**Problem description**
Transcribe the full listing below exactly.
start Source material
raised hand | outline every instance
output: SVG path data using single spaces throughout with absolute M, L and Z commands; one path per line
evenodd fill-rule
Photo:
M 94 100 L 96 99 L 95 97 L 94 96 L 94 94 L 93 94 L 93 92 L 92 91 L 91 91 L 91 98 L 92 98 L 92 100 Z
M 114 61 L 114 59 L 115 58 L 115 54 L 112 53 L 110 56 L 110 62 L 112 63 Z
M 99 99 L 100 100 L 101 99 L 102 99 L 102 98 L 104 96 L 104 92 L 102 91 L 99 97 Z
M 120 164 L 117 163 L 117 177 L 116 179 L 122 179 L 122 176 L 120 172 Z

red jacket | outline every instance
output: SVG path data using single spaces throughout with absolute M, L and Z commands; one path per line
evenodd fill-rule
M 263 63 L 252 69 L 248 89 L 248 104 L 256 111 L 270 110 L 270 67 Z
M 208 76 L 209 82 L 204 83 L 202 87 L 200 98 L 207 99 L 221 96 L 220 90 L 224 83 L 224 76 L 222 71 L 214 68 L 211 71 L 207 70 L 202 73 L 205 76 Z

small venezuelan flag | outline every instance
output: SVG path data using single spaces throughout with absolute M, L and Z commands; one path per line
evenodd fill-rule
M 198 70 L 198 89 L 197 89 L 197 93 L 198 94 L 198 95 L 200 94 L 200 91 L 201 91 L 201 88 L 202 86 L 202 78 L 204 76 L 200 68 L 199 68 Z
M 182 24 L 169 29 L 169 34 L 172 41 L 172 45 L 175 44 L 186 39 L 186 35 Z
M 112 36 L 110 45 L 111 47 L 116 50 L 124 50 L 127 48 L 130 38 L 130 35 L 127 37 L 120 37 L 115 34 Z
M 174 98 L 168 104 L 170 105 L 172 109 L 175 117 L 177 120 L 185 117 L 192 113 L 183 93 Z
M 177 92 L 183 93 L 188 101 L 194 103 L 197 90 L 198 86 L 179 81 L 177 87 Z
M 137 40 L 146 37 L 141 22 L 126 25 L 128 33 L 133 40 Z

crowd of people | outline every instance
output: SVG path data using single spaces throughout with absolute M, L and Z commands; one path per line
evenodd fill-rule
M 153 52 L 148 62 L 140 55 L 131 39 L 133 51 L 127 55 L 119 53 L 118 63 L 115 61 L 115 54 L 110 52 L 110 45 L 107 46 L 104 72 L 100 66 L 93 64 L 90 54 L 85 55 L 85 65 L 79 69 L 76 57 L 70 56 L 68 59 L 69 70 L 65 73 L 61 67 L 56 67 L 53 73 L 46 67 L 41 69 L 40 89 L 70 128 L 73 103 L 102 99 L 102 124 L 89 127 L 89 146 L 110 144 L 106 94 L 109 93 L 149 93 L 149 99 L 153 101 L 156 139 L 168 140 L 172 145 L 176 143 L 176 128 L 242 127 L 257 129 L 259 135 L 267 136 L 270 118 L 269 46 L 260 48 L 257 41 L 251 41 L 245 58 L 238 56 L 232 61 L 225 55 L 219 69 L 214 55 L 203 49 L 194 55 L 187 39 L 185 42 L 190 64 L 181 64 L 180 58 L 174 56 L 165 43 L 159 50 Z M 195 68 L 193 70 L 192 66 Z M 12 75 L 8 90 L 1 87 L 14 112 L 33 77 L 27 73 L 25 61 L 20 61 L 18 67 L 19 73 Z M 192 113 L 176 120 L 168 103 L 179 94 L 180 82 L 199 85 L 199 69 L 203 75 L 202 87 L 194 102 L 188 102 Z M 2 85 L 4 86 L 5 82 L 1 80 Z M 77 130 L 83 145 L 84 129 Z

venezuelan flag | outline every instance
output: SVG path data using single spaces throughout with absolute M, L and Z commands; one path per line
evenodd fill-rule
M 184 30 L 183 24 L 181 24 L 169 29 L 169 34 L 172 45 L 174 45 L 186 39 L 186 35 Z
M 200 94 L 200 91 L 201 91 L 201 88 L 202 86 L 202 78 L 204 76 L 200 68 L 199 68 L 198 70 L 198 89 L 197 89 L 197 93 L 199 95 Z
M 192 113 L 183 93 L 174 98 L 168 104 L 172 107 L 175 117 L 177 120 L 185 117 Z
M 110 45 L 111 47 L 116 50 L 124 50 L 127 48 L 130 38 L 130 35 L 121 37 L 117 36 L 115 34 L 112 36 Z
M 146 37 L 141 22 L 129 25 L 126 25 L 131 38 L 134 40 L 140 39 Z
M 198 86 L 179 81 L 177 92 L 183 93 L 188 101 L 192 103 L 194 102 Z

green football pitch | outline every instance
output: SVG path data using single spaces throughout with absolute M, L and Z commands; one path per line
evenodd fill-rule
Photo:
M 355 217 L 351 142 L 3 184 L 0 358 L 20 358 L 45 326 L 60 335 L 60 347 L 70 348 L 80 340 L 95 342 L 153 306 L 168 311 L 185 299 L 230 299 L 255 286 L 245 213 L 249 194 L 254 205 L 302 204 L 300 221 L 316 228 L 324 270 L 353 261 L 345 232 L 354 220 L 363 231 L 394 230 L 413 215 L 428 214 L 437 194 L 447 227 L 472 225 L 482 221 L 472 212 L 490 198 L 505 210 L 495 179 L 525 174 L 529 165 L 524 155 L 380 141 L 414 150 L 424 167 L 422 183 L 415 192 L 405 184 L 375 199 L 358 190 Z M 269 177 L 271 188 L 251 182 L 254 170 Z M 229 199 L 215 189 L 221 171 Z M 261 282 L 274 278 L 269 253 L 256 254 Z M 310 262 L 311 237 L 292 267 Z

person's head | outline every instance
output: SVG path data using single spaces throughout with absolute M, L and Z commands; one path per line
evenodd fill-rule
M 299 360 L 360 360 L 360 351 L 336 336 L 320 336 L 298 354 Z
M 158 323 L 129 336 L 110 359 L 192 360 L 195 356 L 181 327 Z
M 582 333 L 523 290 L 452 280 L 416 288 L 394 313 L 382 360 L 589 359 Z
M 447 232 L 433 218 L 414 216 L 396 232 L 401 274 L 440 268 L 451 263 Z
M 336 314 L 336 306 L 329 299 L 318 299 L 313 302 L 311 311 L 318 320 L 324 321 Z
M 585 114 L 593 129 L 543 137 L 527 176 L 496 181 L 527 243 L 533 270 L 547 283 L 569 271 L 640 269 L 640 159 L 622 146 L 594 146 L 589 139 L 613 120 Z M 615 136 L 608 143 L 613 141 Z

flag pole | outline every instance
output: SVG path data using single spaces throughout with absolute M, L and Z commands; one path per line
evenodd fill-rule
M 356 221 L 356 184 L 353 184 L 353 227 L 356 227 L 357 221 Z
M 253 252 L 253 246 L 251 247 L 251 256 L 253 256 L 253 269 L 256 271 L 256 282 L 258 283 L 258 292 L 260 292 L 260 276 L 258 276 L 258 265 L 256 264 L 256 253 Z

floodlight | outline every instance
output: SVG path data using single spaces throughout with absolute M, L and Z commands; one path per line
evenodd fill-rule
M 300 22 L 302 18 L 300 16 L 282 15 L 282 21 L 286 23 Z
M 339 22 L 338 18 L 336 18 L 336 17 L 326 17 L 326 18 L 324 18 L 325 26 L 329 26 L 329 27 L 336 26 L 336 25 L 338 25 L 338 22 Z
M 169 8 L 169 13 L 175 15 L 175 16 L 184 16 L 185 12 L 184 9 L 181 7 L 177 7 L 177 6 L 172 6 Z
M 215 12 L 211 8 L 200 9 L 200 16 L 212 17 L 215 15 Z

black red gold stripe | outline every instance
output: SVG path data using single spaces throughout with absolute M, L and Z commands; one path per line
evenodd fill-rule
end Source material
**Output for this exercise**
raised hand | outline every instance
output: SVG path data using single spaces throughout with absolute M, L and Z commands; one path per line
evenodd fill-rule
Photo:
M 94 100 L 96 99 L 95 97 L 94 96 L 94 94 L 93 94 L 93 92 L 92 91 L 91 91 L 91 98 L 92 98 L 92 100 Z
M 114 61 L 114 59 L 115 58 L 115 54 L 112 53 L 110 56 L 110 62 L 112 63 Z
M 99 99 L 100 100 L 101 99 L 102 99 L 102 98 L 104 96 L 104 92 L 102 91 L 99 97 Z
M 120 164 L 117 163 L 117 177 L 116 179 L 122 179 L 122 176 L 120 172 Z

red jacket | outline every instance
output: SVG path data using single spaces throughout with absolute M, L and Z commands; one path per line
evenodd fill-rule
M 263 63 L 252 69 L 248 89 L 248 104 L 256 111 L 270 110 L 270 67 Z
M 208 76 L 209 82 L 204 83 L 202 87 L 200 98 L 207 99 L 221 96 L 220 90 L 224 83 L 224 76 L 222 71 L 214 68 L 211 71 L 207 70 L 202 73 L 205 76 Z

small venezuelan flag | outline every instance
output: SVG path data using single spaces throughout with absolute M, L and Z commands; one path per line
evenodd fill-rule
M 198 70 L 198 89 L 197 89 L 197 93 L 198 94 L 198 95 L 200 94 L 200 91 L 201 91 L 201 88 L 202 86 L 202 78 L 204 76 L 200 68 L 199 68 Z
M 182 24 L 169 29 L 169 34 L 172 41 L 172 45 L 175 44 L 186 39 L 186 35 Z
M 112 36 L 110 45 L 111 47 L 116 50 L 124 50 L 127 48 L 130 38 L 130 35 L 127 37 L 120 37 L 115 34 Z
M 174 98 L 168 104 L 170 105 L 172 109 L 175 117 L 177 120 L 185 117 L 192 113 L 183 93 Z
M 177 92 L 183 93 L 188 101 L 194 103 L 197 90 L 198 86 L 179 81 L 177 87 Z
M 137 40 L 146 37 L 141 22 L 126 25 L 128 33 L 133 40 Z

crowd of people | outline every instance
output: SVG path data using single spaces throughout with absolute M, L and Z commands; one path per line
evenodd fill-rule
M 153 52 L 148 62 L 140 55 L 131 39 L 133 51 L 127 55 L 119 53 L 118 63 L 115 61 L 115 54 L 110 52 L 110 45 L 107 46 L 104 72 L 100 66 L 93 64 L 90 54 L 85 55 L 85 65 L 79 69 L 76 57 L 70 56 L 68 59 L 69 70 L 65 73 L 61 67 L 56 67 L 53 73 L 46 67 L 41 69 L 40 89 L 70 128 L 73 103 L 102 99 L 102 124 L 89 127 L 89 146 L 110 144 L 106 94 L 109 93 L 149 93 L 149 99 L 153 101 L 156 139 L 168 140 L 172 145 L 176 143 L 176 128 L 242 127 L 257 129 L 259 135 L 267 136 L 270 118 L 269 46 L 260 48 L 257 41 L 251 41 L 245 58 L 238 56 L 232 61 L 225 55 L 219 69 L 214 55 L 203 49 L 194 55 L 187 39 L 185 42 L 190 64 L 181 64 L 180 58 L 174 56 L 165 43 L 159 50 Z M 195 68 L 193 70 L 192 66 Z M 12 75 L 8 90 L 1 87 L 14 112 L 33 77 L 27 73 L 25 61 L 20 61 L 18 67 L 19 73 Z M 192 113 L 176 120 L 168 103 L 179 94 L 180 82 L 199 85 L 199 69 L 203 75 L 202 87 L 194 102 L 188 102 Z M 2 85 L 4 86 L 5 82 L 1 80 Z M 77 130 L 83 145 L 84 129 Z

venezuelan flag | outline every instance
output: SVG path data using single spaces throughout with absolute M, L and Z commands; one path per line
evenodd fill-rule
M 184 30 L 183 24 L 181 24 L 169 29 L 169 34 L 172 45 L 174 45 L 186 39 L 186 35 Z
M 200 94 L 200 91 L 201 91 L 201 88 L 202 86 L 202 78 L 204 76 L 200 68 L 199 68 L 198 70 L 198 89 L 197 89 L 197 93 L 199 95 Z
M 192 113 L 183 93 L 174 98 L 168 104 L 172 107 L 175 117 L 177 120 L 185 117 Z
M 110 45 L 111 47 L 116 50 L 124 50 L 127 48 L 130 38 L 130 35 L 121 37 L 117 36 L 115 34 L 112 36 Z
M 146 37 L 141 22 L 129 25 L 126 25 L 131 38 L 134 40 L 140 39 Z
M 198 86 L 179 81 L 177 92 L 183 93 L 188 101 L 192 103 L 194 102 Z

green football pitch | outline every instance
output: SVG path data using single spaces throughout with absolute M, L and Z commands; one path per line
evenodd fill-rule
Photo:
M 355 217 L 351 142 L 3 184 L 0 358 L 20 358 L 45 326 L 60 335 L 60 347 L 70 348 L 80 340 L 95 342 L 153 306 L 168 311 L 185 299 L 230 299 L 255 286 L 245 213 L 249 194 L 254 205 L 302 204 L 300 221 L 316 228 L 324 270 L 353 261 L 345 232 L 354 220 L 363 231 L 394 230 L 413 215 L 428 214 L 437 194 L 447 227 L 472 225 L 482 221 L 472 212 L 490 198 L 505 210 L 495 179 L 525 174 L 529 165 L 524 155 L 380 141 L 414 150 L 424 167 L 422 183 L 415 192 L 405 184 L 375 199 L 358 190 Z M 269 177 L 271 188 L 251 182 L 254 170 Z M 229 199 L 215 189 L 221 171 Z M 261 282 L 274 278 L 269 253 L 256 254 Z M 310 262 L 311 237 L 292 267 Z

person's head | outline every instance
output: SVG path data using single spaces throughout with absolute M, L and Z commands; one path per line
evenodd fill-rule
M 299 360 L 360 360 L 360 351 L 336 336 L 320 336 L 298 354 Z
M 158 323 L 129 336 L 110 359 L 192 360 L 195 356 L 181 327 Z
M 582 333 L 523 290 L 452 280 L 416 288 L 394 313 L 382 360 L 589 359 Z
M 447 232 L 433 218 L 414 216 L 396 232 L 401 274 L 440 268 L 451 263 Z
M 336 314 L 336 306 L 329 299 L 318 299 L 313 302 L 311 311 L 318 320 L 324 321 Z
M 585 114 L 593 129 L 543 137 L 527 176 L 496 181 L 527 243 L 533 270 L 547 283 L 569 271 L 640 269 L 640 159 L 622 146 L 594 146 L 589 139 L 613 120 Z M 615 136 L 608 143 L 613 141 Z

flag pole | outline every instance
output: SVG path data using single spaces throughout with absolute M, L and Z commands; one path per line
evenodd fill-rule
M 356 221 L 356 184 L 353 184 L 353 227 L 356 227 L 357 221 Z
M 253 252 L 253 246 L 251 247 L 251 256 L 253 256 L 253 269 L 256 271 L 256 282 L 258 283 L 258 292 L 260 292 L 260 276 L 258 276 L 258 265 L 256 264 L 256 253 Z

floodlight | outline every instance
output: SVG path data using single spaces throughout with absolute M, L and Z commands; one path per line
evenodd fill-rule
M 300 22 L 302 18 L 300 16 L 282 15 L 282 21 L 286 23 Z
M 339 22 L 338 18 L 336 18 L 336 17 L 326 17 L 326 18 L 324 18 L 325 26 L 329 26 L 329 27 L 336 26 L 336 25 L 338 25 L 338 22 Z
M 169 8 L 169 13 L 175 15 L 175 16 L 184 16 L 185 12 L 184 9 L 181 7 L 177 7 L 177 6 L 172 6 Z
M 215 12 L 211 8 L 200 9 L 200 16 L 212 17 L 215 15 Z

black red gold stripe | outline every instance
output: SVG path data using single spaces throughout with absolute M, L and Z commands; one path per line
evenodd fill-rule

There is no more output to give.